Excerpt to read:
Location
- 170 Ridgedale Avenue Madison, Morris County, New Jersey 07940 United States 40°46′10″N 74°24′26″W﻿ / ﻿40.769502°N 74.407181°W

Information
- Type: Public high school
- Established: 1958
- School district: Madison Public Schools
- NCES School ID: 340924004300
- Principal: David Drechsel
- Faculty: 70.0 FTEs
- Grades: 9–12
- Enrollment: 761 (as of 2024–25)
- Student to teacher ratio: 10.9:1
- Colors: Maroon Gold White
- Athletics conference: Northwest Jersey Athletic Conference (general) North Jersey Super Football Conference (football)
- Team name: Dodgers
- Newspaper: The Dodger
- Yearbook: The Alembic
- Website: www.madisonpublicschools.org/o/mhs

= Madison High School (New Jersey) =

High school in Morris County, New Jersey, US

Madison High School is a four-year public high school serving students in ninth to twelfth grades in Morris County, in the U.S. state of New Jersey, operating as part of the Madison Public Schools. The school is located entirely in the borough of Madison. Students from Harding Township attend the school as part of a sending/receiving relationship.

Exercise task 1: Copy the stretch of the school profile from "Information" through "(as of 2024–25)", word for word.

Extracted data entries
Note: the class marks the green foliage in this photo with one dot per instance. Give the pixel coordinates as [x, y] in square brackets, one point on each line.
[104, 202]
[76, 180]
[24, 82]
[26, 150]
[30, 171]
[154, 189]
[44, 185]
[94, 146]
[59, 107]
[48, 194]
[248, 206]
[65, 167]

Exercise task 2: Repeat all of the extracted data rows above verbatim, keeping every line in its original order.

Exercise output 1:
Information
- Type: Public high school
- Established: 1958
- School district: Madison Public Schools
- NCES School ID: 340924004300
- Principal: David Drechsel
- Faculty: 70.0 FTEs
- Grades: 9–12
- Enrollment: 761 (as of 2024–25)

Exercise output 2:
Note: the class marks the green foliage in this photo with one dot per instance. Give the pixel coordinates as [x, y] in square brackets, one point on each line.
[104, 202]
[76, 180]
[24, 82]
[26, 150]
[30, 171]
[154, 189]
[44, 185]
[94, 146]
[59, 107]
[48, 194]
[248, 206]
[65, 167]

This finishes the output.